### ASSIGNED TASK
Your job with the data below: print everything from the line that holds "the blue sky." down to the line that holds "cathedral lantern tower.", ends included, exactly, and nothing else.

****

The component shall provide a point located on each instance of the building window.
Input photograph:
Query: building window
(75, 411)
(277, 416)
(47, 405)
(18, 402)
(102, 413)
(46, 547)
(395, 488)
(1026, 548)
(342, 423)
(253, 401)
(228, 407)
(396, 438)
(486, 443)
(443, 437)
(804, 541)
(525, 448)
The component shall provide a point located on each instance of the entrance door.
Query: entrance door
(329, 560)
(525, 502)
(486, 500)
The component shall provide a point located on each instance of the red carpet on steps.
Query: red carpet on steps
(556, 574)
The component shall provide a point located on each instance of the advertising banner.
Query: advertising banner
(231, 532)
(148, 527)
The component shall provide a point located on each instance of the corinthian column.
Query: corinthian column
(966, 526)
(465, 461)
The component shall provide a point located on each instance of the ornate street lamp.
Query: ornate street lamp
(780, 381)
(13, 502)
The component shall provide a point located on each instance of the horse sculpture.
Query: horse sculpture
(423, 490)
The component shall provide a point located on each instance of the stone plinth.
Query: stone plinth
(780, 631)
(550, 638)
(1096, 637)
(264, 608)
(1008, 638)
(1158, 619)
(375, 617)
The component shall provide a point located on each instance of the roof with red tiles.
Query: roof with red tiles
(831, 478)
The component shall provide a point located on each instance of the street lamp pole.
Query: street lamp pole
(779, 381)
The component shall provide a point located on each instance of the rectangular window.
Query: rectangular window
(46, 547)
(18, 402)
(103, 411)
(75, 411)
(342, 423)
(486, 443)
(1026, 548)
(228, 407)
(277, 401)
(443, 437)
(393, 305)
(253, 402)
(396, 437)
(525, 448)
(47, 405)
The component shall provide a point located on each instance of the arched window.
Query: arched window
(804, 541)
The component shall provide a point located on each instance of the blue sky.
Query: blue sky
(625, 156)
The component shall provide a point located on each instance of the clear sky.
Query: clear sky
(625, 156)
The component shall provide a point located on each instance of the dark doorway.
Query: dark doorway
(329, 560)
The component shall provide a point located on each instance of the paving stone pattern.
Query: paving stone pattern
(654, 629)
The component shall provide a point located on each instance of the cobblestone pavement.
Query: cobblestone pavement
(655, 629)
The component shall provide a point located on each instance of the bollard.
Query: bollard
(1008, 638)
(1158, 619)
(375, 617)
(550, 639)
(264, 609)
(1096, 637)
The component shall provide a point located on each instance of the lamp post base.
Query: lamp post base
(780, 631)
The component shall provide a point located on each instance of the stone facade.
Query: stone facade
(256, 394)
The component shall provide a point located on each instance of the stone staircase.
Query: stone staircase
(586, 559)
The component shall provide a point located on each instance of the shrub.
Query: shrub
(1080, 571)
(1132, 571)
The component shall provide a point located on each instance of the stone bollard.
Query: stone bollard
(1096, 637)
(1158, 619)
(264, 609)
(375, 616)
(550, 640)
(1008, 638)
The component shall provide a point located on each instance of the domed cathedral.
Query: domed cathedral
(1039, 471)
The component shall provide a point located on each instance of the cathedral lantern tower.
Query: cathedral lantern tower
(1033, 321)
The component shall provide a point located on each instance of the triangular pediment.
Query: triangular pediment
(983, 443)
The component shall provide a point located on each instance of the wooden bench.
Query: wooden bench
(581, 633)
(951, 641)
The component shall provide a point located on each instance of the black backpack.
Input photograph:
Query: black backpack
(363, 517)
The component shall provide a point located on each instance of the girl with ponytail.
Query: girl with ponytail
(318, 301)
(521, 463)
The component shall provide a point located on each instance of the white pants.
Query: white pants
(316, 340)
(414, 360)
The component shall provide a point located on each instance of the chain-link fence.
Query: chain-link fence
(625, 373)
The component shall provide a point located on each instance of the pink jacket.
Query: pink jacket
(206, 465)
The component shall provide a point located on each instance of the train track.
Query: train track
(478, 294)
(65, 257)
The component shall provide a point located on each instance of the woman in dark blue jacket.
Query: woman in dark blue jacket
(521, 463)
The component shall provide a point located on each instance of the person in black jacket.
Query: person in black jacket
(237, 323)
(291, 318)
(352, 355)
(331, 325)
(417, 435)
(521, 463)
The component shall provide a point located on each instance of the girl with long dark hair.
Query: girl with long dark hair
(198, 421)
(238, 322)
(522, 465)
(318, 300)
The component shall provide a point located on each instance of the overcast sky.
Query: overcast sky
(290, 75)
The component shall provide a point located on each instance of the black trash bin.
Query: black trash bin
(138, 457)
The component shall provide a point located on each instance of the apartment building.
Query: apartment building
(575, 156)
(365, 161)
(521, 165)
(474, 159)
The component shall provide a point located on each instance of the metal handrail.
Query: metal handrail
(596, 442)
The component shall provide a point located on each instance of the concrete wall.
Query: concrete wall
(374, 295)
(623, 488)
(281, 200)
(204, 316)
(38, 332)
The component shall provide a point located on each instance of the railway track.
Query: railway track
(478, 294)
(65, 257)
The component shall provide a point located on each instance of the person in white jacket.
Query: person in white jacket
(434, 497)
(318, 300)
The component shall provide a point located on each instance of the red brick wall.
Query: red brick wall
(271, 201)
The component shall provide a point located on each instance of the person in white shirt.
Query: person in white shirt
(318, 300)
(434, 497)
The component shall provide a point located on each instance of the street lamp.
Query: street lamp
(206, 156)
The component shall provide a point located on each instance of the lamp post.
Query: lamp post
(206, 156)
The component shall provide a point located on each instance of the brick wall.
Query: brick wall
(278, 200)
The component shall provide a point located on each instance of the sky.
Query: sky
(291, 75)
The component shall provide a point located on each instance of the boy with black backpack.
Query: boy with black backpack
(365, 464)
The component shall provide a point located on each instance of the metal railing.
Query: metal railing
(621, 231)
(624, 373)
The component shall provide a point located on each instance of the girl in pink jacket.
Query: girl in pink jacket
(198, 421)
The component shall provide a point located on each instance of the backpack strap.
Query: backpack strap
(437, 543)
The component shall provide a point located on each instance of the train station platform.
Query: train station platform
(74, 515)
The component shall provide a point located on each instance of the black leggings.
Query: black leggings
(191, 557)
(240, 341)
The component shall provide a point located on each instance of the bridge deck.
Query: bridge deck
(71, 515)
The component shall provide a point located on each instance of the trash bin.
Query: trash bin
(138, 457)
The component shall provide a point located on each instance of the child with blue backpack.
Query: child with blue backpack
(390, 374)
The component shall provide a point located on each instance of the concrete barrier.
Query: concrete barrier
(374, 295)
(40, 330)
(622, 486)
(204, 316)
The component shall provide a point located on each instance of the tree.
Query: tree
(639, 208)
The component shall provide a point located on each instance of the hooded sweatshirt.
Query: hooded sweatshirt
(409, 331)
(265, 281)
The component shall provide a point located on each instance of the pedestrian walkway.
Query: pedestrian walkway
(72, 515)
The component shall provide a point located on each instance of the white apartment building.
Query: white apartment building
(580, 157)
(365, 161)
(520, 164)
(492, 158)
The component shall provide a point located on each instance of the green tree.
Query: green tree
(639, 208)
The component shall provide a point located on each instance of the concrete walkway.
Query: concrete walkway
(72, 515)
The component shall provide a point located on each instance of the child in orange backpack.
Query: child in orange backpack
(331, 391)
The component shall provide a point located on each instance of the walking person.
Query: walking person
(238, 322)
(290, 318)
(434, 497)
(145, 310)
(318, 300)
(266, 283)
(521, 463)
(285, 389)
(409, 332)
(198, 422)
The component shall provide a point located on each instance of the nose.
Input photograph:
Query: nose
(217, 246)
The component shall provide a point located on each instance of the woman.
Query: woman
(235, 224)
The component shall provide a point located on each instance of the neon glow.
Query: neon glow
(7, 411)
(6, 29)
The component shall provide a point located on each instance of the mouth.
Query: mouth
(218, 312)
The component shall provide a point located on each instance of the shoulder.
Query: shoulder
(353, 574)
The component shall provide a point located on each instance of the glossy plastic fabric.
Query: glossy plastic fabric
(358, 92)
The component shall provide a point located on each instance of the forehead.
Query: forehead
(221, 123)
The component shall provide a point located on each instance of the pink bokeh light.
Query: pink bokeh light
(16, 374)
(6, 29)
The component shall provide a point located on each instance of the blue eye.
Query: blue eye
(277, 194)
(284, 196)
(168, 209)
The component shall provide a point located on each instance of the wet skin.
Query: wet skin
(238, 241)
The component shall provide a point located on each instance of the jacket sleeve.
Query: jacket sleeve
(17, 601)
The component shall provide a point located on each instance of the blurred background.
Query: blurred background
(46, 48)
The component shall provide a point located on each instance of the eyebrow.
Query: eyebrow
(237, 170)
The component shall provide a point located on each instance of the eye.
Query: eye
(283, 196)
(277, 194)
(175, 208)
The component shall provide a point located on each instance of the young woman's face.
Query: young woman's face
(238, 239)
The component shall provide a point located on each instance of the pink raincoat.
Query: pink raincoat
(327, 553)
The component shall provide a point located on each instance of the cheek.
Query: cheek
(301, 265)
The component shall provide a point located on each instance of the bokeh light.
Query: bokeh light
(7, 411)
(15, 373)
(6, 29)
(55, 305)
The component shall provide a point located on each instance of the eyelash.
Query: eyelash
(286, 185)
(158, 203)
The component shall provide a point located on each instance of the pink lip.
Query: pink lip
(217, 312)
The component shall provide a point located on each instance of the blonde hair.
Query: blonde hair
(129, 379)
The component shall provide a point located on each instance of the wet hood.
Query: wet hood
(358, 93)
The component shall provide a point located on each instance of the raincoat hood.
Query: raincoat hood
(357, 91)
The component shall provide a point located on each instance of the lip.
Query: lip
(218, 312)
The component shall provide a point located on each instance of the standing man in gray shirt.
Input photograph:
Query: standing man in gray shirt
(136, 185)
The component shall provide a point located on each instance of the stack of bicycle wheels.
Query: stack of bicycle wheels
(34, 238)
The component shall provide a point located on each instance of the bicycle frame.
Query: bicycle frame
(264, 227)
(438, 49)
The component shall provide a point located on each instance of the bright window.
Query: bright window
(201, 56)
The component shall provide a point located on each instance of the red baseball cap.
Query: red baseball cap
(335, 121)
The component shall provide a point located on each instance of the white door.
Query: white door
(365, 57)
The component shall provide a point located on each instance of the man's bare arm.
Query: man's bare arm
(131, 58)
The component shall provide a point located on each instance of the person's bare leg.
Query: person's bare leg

****

### TASK OUTPUT
The component shall provide a point located on each instance of the blue sky.
Query: blue sky
(625, 156)
The component shall provide a point located on each instance of the clear sky.
Query: clear sky
(625, 156)
The component shall provide a point located on each instance of the dark doorway.
Query: dark doorway
(329, 560)
The component shall provide a point located on each instance of the paving stone pattern.
Query: paving stone pattern
(654, 629)
The component shall provide a point located on each instance of the cobblestone pavement.
Query: cobblestone pavement
(655, 629)
The component shall provide a point located on each instance of the bollard.
Query: bollard
(1008, 638)
(1158, 619)
(375, 617)
(550, 639)
(264, 609)
(1096, 637)
The component shall provide a point located on each instance of the lamp post base.
Query: lamp post base
(780, 631)
The component shall provide a point located on each instance of the stone facade.
Query: stone facade
(256, 394)
The component shall provide a point located on each instance of the stone staircase.
Query: stone staircase
(586, 559)
The component shall provide a point located on each instance of the shrub.
Query: shrub
(1080, 571)
(1132, 571)
The component shall provide a point located on each instance of the stone bollard.
Query: stone bollard
(1096, 637)
(1158, 619)
(264, 609)
(375, 616)
(550, 640)
(1008, 638)
The component shall provide a point located on each instance of the domed cathedral.
Query: domed cathedral
(1039, 471)
The component shall provide a point located on each instance of the cathedral lantern tower.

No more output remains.